### Given task
Can you recast every line of the records below as a Markdown table with the columns Row and Content, numbering the rows and skipping blank lines? Leave the pictures out of the table.

-- START --

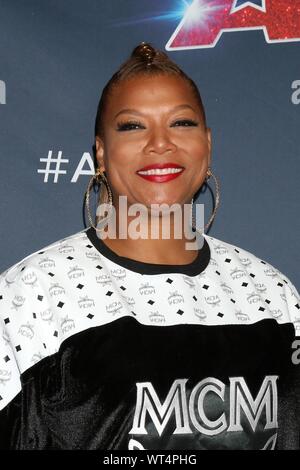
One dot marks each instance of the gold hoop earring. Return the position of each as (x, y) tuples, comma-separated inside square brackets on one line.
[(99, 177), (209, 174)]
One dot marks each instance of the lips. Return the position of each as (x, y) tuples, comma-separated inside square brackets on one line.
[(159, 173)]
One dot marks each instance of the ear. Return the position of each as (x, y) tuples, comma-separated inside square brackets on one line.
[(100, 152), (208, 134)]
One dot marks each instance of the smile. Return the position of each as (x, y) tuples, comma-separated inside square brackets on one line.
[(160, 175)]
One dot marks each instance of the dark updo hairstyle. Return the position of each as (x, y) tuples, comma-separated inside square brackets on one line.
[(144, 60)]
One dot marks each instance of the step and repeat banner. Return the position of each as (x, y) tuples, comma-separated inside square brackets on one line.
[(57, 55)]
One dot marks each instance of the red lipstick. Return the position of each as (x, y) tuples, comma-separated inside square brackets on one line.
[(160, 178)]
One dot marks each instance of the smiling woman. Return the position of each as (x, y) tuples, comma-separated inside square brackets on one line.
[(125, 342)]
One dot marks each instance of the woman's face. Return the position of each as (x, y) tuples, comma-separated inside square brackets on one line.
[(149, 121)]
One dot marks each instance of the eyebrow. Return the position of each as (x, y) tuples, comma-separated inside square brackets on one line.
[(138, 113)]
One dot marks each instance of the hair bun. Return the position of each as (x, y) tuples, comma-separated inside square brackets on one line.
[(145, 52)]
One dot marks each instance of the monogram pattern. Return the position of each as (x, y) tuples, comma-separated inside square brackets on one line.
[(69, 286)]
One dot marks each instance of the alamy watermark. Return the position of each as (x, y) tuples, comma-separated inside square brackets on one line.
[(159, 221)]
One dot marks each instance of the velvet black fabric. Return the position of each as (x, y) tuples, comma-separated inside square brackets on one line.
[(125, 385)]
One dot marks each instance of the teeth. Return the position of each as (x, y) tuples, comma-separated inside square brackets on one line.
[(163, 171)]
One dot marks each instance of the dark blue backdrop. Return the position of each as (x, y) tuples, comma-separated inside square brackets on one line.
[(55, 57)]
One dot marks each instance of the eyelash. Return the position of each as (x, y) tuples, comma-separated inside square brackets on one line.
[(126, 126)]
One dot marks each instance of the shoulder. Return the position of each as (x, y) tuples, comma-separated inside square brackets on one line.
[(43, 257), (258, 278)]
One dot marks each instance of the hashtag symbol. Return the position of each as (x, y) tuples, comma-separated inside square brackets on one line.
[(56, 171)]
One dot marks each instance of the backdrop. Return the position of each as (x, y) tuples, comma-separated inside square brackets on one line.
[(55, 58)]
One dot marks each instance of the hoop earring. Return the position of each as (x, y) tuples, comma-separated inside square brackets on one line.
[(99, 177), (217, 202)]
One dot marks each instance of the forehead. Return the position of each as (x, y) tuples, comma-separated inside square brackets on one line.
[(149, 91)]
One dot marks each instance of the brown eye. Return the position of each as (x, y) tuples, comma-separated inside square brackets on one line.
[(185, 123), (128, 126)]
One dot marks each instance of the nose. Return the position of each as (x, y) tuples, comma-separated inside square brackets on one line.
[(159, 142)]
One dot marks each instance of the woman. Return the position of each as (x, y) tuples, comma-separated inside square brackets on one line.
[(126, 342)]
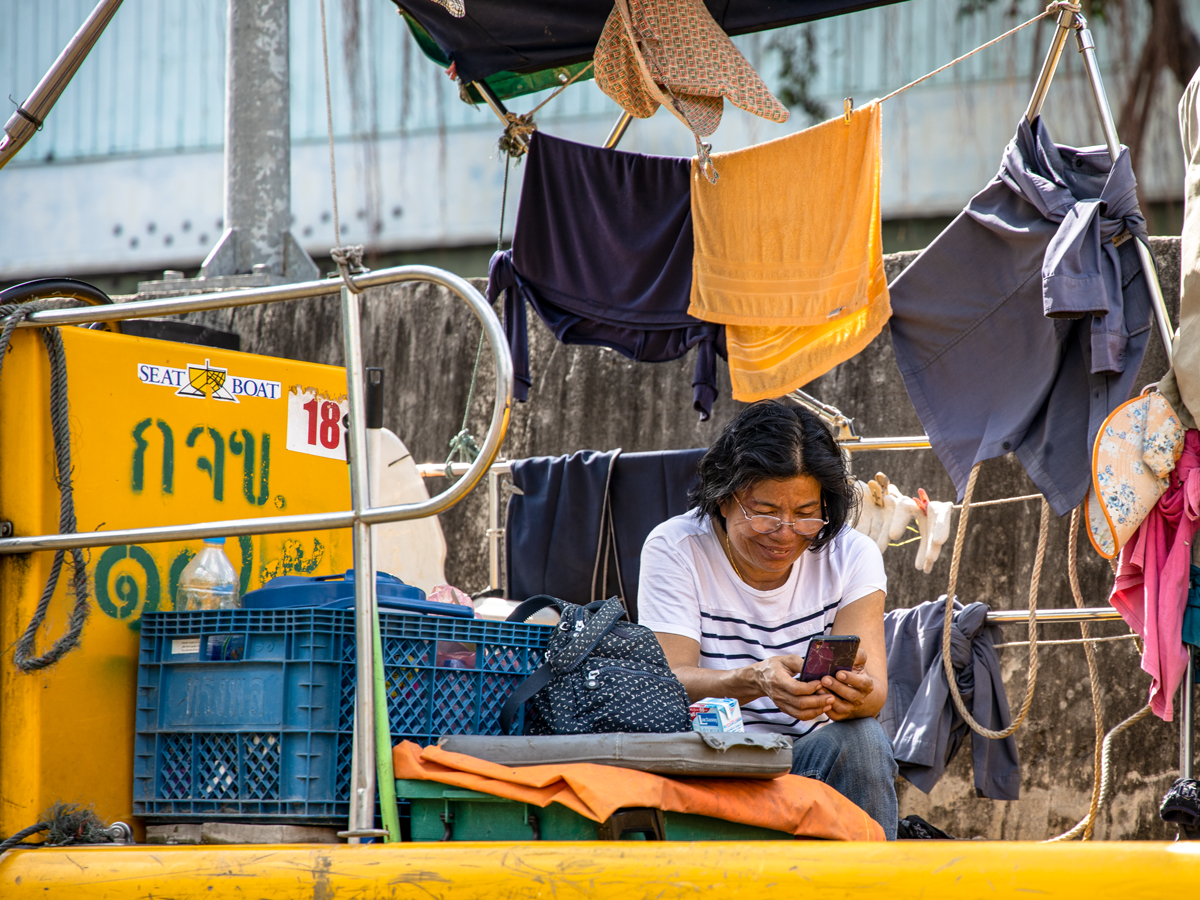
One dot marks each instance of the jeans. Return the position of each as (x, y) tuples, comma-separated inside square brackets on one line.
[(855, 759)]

-- END --

### Answer in full
| Row | Content |
|---|---|
| 1 | One dot marks each instance of the gold hoop earring. Return the position of each as (x, y) tuples, comma-separated inside square brackets on one line. |
| 2 | [(99, 177), (209, 174)] |
| 3 | One dot marks each instance of the lips. Return the position of each as (x, y) tuples, comma-separated inside square brackets on one line. |
| 4 | [(159, 173)] |
| 5 | One dot marks each instance of the ear. Return the position of each as (x, y) tuples, comma-separated inside square brackets on one line. |
| 6 | [(100, 152), (208, 134)] |
| 7 | One dot marks each instance of the smile. Return the position of each as (x, y) tuples, comma-separated inside square brackets on one line. |
| 8 | [(160, 175)] |
| 9 | One dot marks each instance of the dark updo hairstyle. Return the position of each as (x, y) tuples, comma-separated inside square brackets on one line. |
| 10 | [(144, 60)] |
| 11 | One dot marks each instance of the step and repeat banner. Return the position of each as (x, y) tuples, comma-separated inside square brackets on one line. |
| 12 | [(57, 55)] |
| 13 | One dot marks each instance of the red lipstick. Return the position of each as (x, y) tuples, comma-separated inside square brackets on one line. |
| 14 | [(160, 178)] |
| 15 | One dot marks each instance of the smiling woman. Return the position of each as (x, y) tuples, comma-separated inside square brackets on one line. |
| 16 | [(125, 342)] |
| 17 | One dot marks each instance of the woman's face. Return the position of each as (x, y) tuples, comma-separated inside square brackets on one line. |
| 18 | [(149, 121)] |
| 19 | One dot marks each instance of the eyebrow. Return the position of each as (x, y) tuples, comma-separated inside square brackets on one line. |
| 20 | [(138, 113)] |
| 21 | One dot marks each instance of the hair bun. Return the position of each as (x, y) tuples, comma-separated inside square brackets on one line. |
| 22 | [(145, 52)] |
| 23 | One dot marks each instance of the monogram pattern. Return the position of each as (x, y) tuples, comma-separated inside square brackets on one line. |
| 24 | [(69, 286)] |
| 25 | One dot marks each instance of the alamy watermark. Return the position of each as (x, y) tuples, comma-separated inside square brackets on one line. |
| 26 | [(159, 221)] |
| 27 | One dot marks each instance of the velvet black fabric. Return the position of each as (x, y) tuples, comma-separated inside square brackets on one line. |
| 28 | [(125, 385)] |
| 29 | One dot marks each instance of the teeth. Return the position of each as (x, y) tuples, comma-separated inside square brackets on one line. |
| 30 | [(163, 171)] |
| 31 | One dot marks each instance of the dark blue backdrop. Return the position of each as (x, y) tuples, comma-separated inside square brackets on one line. |
| 32 | [(55, 57)] |
| 33 | One dot marks each instance of the eyelash. Return the position of each as (x, y) tuples, comma-separated inside square brackets on one line. |
| 34 | [(126, 126)] |
| 35 | One dot marks each instance of the shoulder. Return the position of each as (x, y) tuples, comma-separated inside square brackets on one line. |
| 36 | [(43, 257), (258, 278)] |
| 37 | One dot marks each instance of the hashtag symbol. Return the position of each as (x, y) tuples, comma-separated inside square brackets on one line. |
| 38 | [(56, 171)] |
| 39 | One dot marks each instance of the backdrop. Return the position of each as (x, y) tuples, comma-separated inside square brackets on one line. |
| 40 | [(55, 58)] |
| 41 | One dot marks each instance of the hoop earring. Return the position of each as (x, y) tuples, comma-separated inside square brackets on one line. |
| 42 | [(99, 177), (217, 202)] |
| 43 | One dot marks each instance of the forehead. Return the position of each as (x, y) tuples, comma-separated inside square brackets on one line. |
| 44 | [(149, 91)] |
| 45 | One dot marks each instance of the brown eye. Return the position of each as (x, y) tuples, comma-separated inside square brackets on one line. |
| 46 | [(185, 123), (128, 126)] |
| 47 | One dot marks each instance of the nose. Return the position of each as (x, y) tuples, comma-separated inside square brackets on one line. |
| 48 | [(159, 142)] |
| 49 | One dot marks each instance of the woman. Return the position of each as (x, y) tuples, comma-separated inside square brackets on one line. |
| 50 | [(126, 342)] |
| 51 | One dot marks each instance of the jeans. Return the position of each as (x, y) tuples, comma-separated inside square brackets on one line. |
| 52 | [(855, 759)] |